### Document:
<<<<
The Great Altar at Pergamon, c. 170 BCE, from the Hellenistic Attalid dynasty.




Father Zeus slaying three giants.  In the many friezes, the greek gods
come from above while the giants come from below.  The Attalid dynasty, through their rulers, saw themselves as “sons of god” and therefore linked to their destiny.  Roman emperors took for themselves the titles god and “sons of god” and used this theology to understand the way they moved against other peoples or the Other as justified and sanctified by the divine.   State violence becomes sacrament.



“The monument of a dominant world order—and of a primeval world war. In manifold combat scenes of supreme artistic perfection the gods and goddesses of the Great Frieze are shown in battle against the Giants attacking from below. The deities above fight vigorously but in a composed manner, clearly victorious and in control. Their opponents, on the other hand, appear in all poses and stages of dying and dead as they are impaled, mauled, hacked and trampled down by the divine force. The hair of the defeated Giants is wild, their bodies are naked, rage and despair show in their faces. Lacking calmness, restraint and all the other features that mark their conquerors as superior and civilized, some of them are even depicted as half-beastly with nasty snake legs. We cannot miss the point that the battle unfolding before our eyes is the holy war of civilization protecting itself against barbarism. The order of the world and the whole cosmos is at stake.”[3]

The Pergamene city goddess Athena and winged Nike in battle against the earth goddess Gaia and her favorite son Alkyoneus.




“If we look at this image closely we can see how Athena from above tries to separate Alkyoneus, Gaia's favorite son, from his mother below, stepping between the two of them with her beautifully-draped knee, at the same time pulling him up by his hair. Legend has it that Alkyoneus must die the very moment he loses touch with mother Earth. The poison of Athena's snake is already entering his body, and his face is in pain.”[4]

Aphrodite, the goddess of love and beauty, steps on the face of a defeated Giant.  To the right, another snake-legged winged Giant is attacked by Eros from above.
>>>>
### Information shown:
<<<<
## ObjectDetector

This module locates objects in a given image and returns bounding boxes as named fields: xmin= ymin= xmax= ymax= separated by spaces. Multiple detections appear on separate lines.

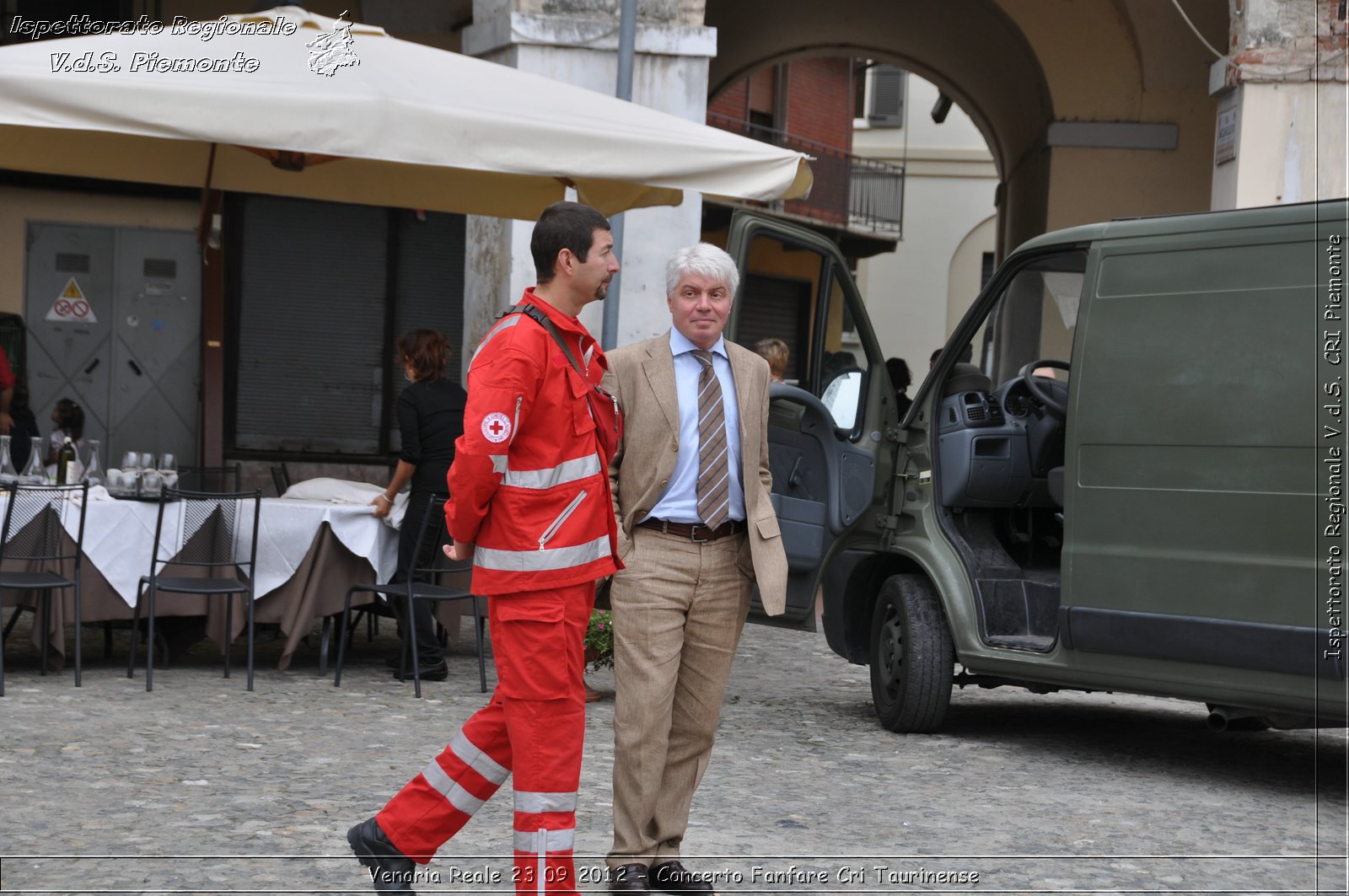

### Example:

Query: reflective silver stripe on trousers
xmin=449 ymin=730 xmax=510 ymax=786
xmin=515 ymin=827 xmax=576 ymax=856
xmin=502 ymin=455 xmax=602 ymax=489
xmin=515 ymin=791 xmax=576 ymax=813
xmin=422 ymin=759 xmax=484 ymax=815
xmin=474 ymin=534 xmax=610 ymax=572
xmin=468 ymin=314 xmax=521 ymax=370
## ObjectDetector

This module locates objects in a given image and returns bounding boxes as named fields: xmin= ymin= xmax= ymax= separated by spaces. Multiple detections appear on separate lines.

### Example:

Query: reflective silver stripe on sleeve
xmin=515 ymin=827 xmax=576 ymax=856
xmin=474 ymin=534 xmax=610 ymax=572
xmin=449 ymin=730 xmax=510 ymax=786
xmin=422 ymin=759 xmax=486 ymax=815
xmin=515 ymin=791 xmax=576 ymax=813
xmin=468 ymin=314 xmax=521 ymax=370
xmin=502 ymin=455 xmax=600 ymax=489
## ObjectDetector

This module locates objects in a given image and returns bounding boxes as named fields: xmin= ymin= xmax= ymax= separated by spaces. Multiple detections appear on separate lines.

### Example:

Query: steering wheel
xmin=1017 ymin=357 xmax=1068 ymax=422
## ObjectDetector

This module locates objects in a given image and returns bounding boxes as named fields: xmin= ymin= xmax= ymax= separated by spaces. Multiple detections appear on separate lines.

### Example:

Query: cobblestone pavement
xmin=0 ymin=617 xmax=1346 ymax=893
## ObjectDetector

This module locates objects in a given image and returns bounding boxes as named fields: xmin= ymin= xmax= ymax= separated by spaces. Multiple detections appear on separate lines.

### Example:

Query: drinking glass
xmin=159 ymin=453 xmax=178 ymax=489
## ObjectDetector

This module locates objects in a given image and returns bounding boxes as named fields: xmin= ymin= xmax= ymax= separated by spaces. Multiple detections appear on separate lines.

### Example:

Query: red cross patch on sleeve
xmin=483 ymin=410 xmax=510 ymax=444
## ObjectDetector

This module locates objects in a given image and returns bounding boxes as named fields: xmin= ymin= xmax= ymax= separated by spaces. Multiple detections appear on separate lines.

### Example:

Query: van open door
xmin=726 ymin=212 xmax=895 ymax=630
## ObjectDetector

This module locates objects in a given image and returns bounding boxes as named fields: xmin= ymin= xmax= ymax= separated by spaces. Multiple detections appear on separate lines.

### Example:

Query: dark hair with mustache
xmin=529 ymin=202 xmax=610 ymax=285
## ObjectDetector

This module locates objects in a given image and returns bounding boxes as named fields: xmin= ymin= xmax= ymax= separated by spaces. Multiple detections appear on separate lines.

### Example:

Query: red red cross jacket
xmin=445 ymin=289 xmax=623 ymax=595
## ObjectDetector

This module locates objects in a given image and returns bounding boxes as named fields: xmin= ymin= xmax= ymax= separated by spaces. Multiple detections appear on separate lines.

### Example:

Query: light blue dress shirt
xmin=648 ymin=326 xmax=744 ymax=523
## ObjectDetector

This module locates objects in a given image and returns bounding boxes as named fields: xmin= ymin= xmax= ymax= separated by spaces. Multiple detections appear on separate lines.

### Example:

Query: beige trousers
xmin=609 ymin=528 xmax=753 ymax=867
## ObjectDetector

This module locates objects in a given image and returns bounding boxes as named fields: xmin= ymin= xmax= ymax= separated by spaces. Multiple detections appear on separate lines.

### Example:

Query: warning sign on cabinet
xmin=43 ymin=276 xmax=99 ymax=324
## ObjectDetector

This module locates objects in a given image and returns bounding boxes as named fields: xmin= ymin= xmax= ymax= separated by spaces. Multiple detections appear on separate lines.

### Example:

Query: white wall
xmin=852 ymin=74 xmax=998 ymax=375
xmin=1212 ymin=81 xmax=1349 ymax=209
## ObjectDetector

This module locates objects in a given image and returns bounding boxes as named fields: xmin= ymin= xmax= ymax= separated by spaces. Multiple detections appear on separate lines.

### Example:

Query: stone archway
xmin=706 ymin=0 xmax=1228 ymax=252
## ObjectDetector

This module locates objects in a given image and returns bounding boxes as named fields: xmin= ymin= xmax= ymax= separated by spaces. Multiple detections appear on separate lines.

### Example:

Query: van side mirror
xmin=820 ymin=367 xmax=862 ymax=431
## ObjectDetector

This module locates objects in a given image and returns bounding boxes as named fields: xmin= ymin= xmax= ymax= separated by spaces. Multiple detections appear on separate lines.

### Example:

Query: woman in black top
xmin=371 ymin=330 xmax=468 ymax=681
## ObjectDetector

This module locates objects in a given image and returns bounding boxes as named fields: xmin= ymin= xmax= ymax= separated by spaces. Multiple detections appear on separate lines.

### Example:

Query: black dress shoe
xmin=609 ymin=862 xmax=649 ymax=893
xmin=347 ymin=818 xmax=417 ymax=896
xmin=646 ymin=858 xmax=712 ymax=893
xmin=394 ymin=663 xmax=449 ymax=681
>>>>
### What you will do:
Please carry on the piece about the Great Altar at Pergamon from the point where it ends.

### Answer to this exercise:
          Architecture such as this was, effectively, the media of its time, the massive and monumental thing you might see every day as you entered the city, walked to work, or went to buy essentials in the marketplace.  This was the Roman newspaper.  So you might ask, “What does the Great Altar at Pergamon have to do with Paul’s letter written to the Galatians some 200 years later?”  The Greek word for Galatians covers Gauls and Celts in general and are thought of, in general, as the “northern barbarians.”  These architectural panels relate the successful military campaigns of the Attalid dynasty over and against what were termed the “marauding Gauls.”[5]  These are the lawless, the savages, the defeated and the vanquished.  Carried on and co-opted into Roman mythology and world-view, the Galatians are the bearers of chaos into the law and order of Rome.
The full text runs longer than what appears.